• [Material for the task]
———
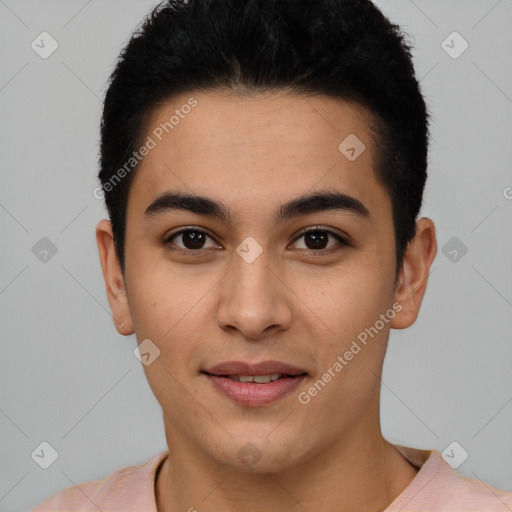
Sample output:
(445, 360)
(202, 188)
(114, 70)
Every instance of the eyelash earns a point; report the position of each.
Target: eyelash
(320, 252)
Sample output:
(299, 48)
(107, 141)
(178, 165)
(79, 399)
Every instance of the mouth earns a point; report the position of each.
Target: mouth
(255, 384)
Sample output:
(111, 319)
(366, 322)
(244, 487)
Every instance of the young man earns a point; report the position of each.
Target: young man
(263, 164)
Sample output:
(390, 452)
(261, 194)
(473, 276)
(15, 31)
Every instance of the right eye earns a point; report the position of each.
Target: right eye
(191, 240)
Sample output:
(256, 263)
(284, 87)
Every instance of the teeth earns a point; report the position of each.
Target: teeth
(260, 379)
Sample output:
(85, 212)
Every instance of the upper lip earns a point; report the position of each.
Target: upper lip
(262, 368)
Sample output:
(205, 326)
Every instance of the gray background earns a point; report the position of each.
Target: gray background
(69, 379)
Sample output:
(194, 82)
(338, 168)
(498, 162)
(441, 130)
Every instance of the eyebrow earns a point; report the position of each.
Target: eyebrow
(310, 203)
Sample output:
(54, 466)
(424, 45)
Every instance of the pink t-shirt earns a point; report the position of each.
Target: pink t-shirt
(437, 487)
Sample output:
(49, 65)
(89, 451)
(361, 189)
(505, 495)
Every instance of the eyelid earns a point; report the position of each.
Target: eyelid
(343, 239)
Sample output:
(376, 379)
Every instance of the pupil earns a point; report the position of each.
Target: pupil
(318, 239)
(193, 239)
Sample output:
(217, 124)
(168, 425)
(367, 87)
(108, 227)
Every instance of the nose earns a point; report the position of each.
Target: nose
(254, 302)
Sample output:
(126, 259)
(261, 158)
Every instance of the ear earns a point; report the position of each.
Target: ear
(114, 280)
(412, 282)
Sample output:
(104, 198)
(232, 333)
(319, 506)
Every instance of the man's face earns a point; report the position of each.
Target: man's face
(253, 288)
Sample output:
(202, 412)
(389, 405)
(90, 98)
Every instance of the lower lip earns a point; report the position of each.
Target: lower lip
(252, 393)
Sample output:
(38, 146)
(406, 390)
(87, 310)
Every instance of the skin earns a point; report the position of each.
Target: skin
(253, 154)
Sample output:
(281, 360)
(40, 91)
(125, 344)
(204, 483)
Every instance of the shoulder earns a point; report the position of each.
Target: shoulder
(438, 487)
(129, 488)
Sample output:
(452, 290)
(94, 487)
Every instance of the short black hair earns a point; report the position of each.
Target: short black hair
(344, 49)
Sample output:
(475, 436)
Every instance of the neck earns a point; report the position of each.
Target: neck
(362, 471)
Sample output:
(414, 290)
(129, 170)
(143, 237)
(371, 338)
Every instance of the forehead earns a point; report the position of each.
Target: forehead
(258, 148)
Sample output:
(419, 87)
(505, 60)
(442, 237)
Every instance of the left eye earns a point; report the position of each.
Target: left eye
(318, 239)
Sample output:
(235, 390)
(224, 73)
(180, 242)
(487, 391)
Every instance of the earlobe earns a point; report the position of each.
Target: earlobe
(113, 277)
(412, 282)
———
Without the pictures, restate all the entries above exactly.

Sample output:
(445, 360)
(202, 188)
(114, 70)
Every instance of the eyelash earns a point; report the position of each.
Target: eyelash
(320, 252)
Sample output:
(299, 48)
(107, 141)
(178, 165)
(79, 399)
Every instance of the mouth earns a point; report the position of each.
Target: mouth
(255, 384)
Sample output:
(111, 319)
(366, 322)
(244, 487)
Every instance of the young man earns a point; report the position of each.
Target: young man
(263, 164)
Sample output:
(390, 452)
(261, 194)
(473, 276)
(15, 31)
Every instance of the right eye earns a point; report the position of each.
Target: right eye
(191, 240)
Sample output:
(256, 263)
(284, 87)
Every instance of the teeth earns a point; report the position of each.
Target: teeth
(260, 379)
Sample output:
(85, 212)
Every instance of the upper lip earns a point; report the position of each.
Target: upper lip
(262, 368)
Sample output:
(205, 326)
Every instance of the gray background earns a point; report the position of each.
Target: gray background
(69, 379)
Sample output:
(194, 82)
(338, 168)
(498, 162)
(441, 130)
Every instance of the eyebrow earns a point; report the position of each.
Target: eyebrow
(310, 203)
Sample output:
(54, 466)
(424, 45)
Every instance of the pink t-shirt earns a point; report the position of each.
Target: pink t-shirt
(437, 487)
Sample output:
(49, 65)
(89, 451)
(361, 189)
(505, 495)
Every instance of the eyelid earns a point; report the position of each.
Target: eyelid
(343, 239)
Sample output:
(376, 379)
Every instance of the pupil earns a point; report the position of each.
Target: pupil
(318, 239)
(193, 239)
Sample output:
(217, 124)
(168, 425)
(367, 87)
(108, 227)
Every instance of the nose earns a point; report the position of each.
Target: nose
(254, 302)
Sample output:
(126, 259)
(261, 158)
Every instance of the ear earns a point; report the position of each.
Target: ear
(114, 280)
(412, 282)
Sample output:
(104, 198)
(232, 333)
(319, 506)
Every instance of the man's face earns a point; report the position of each.
Target: man's face
(253, 288)
Sample output:
(202, 412)
(389, 405)
(90, 98)
Every instance of the lower lip earns a point; report the position of each.
Target: lower lip
(252, 393)
Sample output:
(38, 146)
(406, 390)
(87, 310)
Every instance of the skin earns a point; report the position of each.
Target: skin
(253, 154)
Sample output:
(281, 360)
(40, 91)
(125, 344)
(204, 483)
Every instance of the shoulder earns a point; report the position of each.
Target: shoulder
(438, 487)
(129, 488)
Sample output:
(452, 290)
(94, 487)
Every instance of the short black hair earns a point; report the position of each.
Target: short black hair
(344, 49)
Sample output:
(475, 436)
Every instance of the neck earns a point; report the position of each.
Target: neck
(362, 471)
Sample output:
(414, 290)
(129, 170)
(143, 237)
(371, 338)
Every instance of the forehead earns a point; report the position of each.
Target: forehead
(258, 148)
Sample output:
(419, 87)
(505, 60)
(442, 237)
Every instance of the left eye earns a point; report the position of each.
Target: left eye
(318, 239)
Sample output:
(235, 390)
(224, 73)
(180, 242)
(487, 391)
Every instance of the earlobe earns a point; report the position of each.
Target: earlobe
(113, 277)
(412, 282)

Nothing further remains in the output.